+++ TEXT SHOWN +++

Psychiatry began at Johns Hopkins with the hiring of Adolf Meyer in 1908 as its first director. The construction of the Henry Phipps Psychiatric Clinic in 1913 revolutionized patient care and integrated psychiatry into a teaching hospital for the first time. When the Phipps Clinic opened, the expansion of the Department of Social Services in the hospital was well underway, and three social workers were assigned to the Clinic’s 60 inpatients and its many outpatients as well.
These early social workers enjoyed the strong support of Dr. Meyer who understood that social factors could weigh heavily in the genesis of psychiatric problems, and that social forces could be brought to bear to improve the chances of patients getting and staying well. His wife, Mary Brooks Meyer, worked as a psychiatric social worker before coming to Baltimore. In his previous post at the Pathological Institute of the New York State Hospitals, she had visited the homes of some of his patients and reported back to him on the conditions of family and home.

+++

:: WORK ORDER 1 ::
Reproduce the portion of the passage on psychiatry at Johns Hopkins starting with "Psychiatry began at" and going on through "outpatients as well.".
:: WORK ORDER 2 ::
According to the passage on psychiatry at Johns Hopkins, where did Mary Brooks Meyer visit patients' homes before coming to Baltimore?

+++ DATASET +++

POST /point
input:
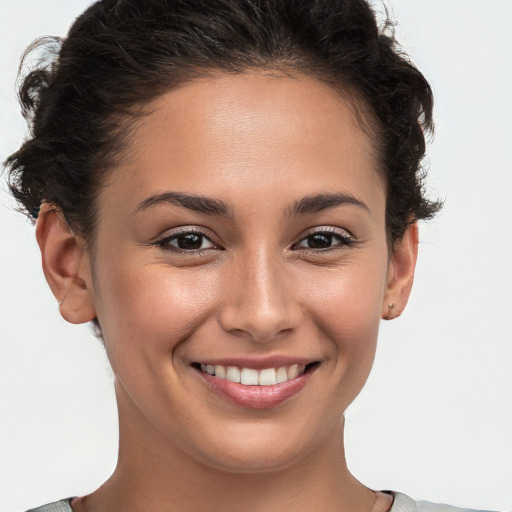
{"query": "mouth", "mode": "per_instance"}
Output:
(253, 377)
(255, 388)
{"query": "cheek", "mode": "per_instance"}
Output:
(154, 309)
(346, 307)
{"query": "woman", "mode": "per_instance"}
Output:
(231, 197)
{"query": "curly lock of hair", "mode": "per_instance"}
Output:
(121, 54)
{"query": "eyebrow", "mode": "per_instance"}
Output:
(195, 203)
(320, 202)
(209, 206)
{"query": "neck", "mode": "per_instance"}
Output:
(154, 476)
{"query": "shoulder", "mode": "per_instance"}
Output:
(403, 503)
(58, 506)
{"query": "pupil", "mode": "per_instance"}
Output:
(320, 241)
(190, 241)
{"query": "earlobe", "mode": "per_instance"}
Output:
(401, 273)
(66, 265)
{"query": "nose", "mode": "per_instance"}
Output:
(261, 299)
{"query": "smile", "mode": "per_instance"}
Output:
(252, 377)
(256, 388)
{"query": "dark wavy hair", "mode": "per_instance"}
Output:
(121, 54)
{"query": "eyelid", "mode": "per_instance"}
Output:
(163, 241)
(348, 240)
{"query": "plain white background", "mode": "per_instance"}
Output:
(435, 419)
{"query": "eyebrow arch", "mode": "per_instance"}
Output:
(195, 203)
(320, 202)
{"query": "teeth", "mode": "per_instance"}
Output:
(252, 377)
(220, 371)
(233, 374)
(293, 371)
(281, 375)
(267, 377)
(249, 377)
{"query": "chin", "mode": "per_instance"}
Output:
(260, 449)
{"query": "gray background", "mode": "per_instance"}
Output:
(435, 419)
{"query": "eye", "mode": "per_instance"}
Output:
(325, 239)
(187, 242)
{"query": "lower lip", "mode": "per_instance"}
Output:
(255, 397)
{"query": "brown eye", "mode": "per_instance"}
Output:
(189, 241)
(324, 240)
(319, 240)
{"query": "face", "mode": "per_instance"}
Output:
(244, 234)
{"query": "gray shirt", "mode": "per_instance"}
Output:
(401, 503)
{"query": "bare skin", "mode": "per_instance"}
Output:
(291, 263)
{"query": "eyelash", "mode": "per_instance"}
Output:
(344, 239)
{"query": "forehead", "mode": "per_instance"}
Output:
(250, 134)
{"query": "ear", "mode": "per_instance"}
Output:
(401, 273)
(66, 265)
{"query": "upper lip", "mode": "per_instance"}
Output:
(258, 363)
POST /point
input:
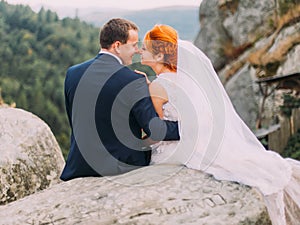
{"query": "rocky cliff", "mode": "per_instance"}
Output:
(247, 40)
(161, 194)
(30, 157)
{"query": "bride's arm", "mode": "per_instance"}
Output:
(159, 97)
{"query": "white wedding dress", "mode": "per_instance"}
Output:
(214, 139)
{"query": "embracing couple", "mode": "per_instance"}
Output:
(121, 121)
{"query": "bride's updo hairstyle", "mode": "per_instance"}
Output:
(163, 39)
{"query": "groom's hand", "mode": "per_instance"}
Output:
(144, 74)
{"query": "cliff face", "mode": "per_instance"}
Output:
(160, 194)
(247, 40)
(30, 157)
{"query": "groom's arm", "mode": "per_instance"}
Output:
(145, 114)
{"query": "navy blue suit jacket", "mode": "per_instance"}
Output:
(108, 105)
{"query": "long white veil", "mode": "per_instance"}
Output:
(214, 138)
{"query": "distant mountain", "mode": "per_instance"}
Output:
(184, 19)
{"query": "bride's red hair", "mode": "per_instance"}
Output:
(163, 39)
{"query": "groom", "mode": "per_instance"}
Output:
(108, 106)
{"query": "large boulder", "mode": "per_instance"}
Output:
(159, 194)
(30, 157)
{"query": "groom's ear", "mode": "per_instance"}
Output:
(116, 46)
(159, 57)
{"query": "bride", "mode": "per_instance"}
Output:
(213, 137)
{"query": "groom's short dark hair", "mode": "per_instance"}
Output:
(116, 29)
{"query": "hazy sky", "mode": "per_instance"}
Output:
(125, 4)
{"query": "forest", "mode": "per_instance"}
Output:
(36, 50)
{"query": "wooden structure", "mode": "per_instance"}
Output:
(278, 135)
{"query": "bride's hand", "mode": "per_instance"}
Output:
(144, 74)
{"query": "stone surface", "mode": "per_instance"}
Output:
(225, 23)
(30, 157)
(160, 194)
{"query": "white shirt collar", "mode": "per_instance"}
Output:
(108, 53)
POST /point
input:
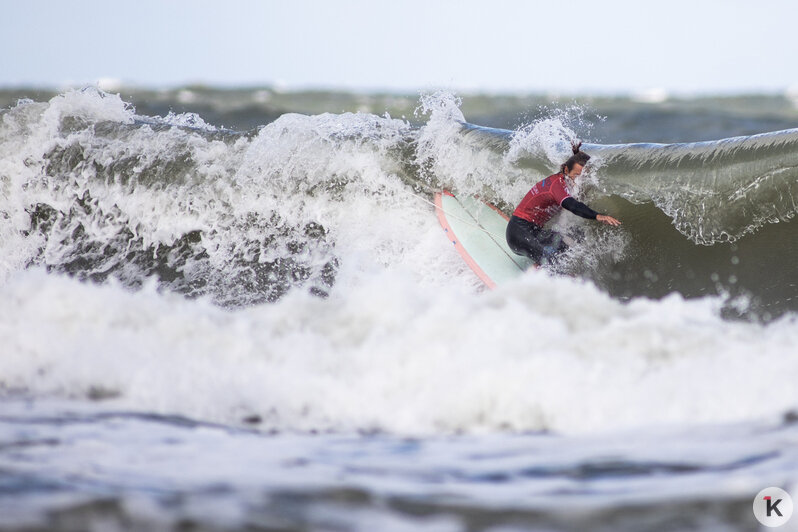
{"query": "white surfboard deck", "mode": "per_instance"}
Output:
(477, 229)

+++

:: ANSWER BOX 1 ::
Psychiatry began at Johns Hopkins with the hiring of Adolf Meyer in 1908 as its first director. The construction of the Henry Phipps Psychiatric Clinic in 1913 revolutionized patient care and integrated psychiatry into a teaching hospital for the first time. When the Phipps Clinic opened, the expansion of the Department of Social Services in the hospital was well underway, and three social workers were assigned to the Clinic’s 60 inpatients and its many outpatients as well.

:: ANSWER BOX 2 ::
At the Pathological Institute of the New York State Hospitals, in Dr. Meyer's previous post.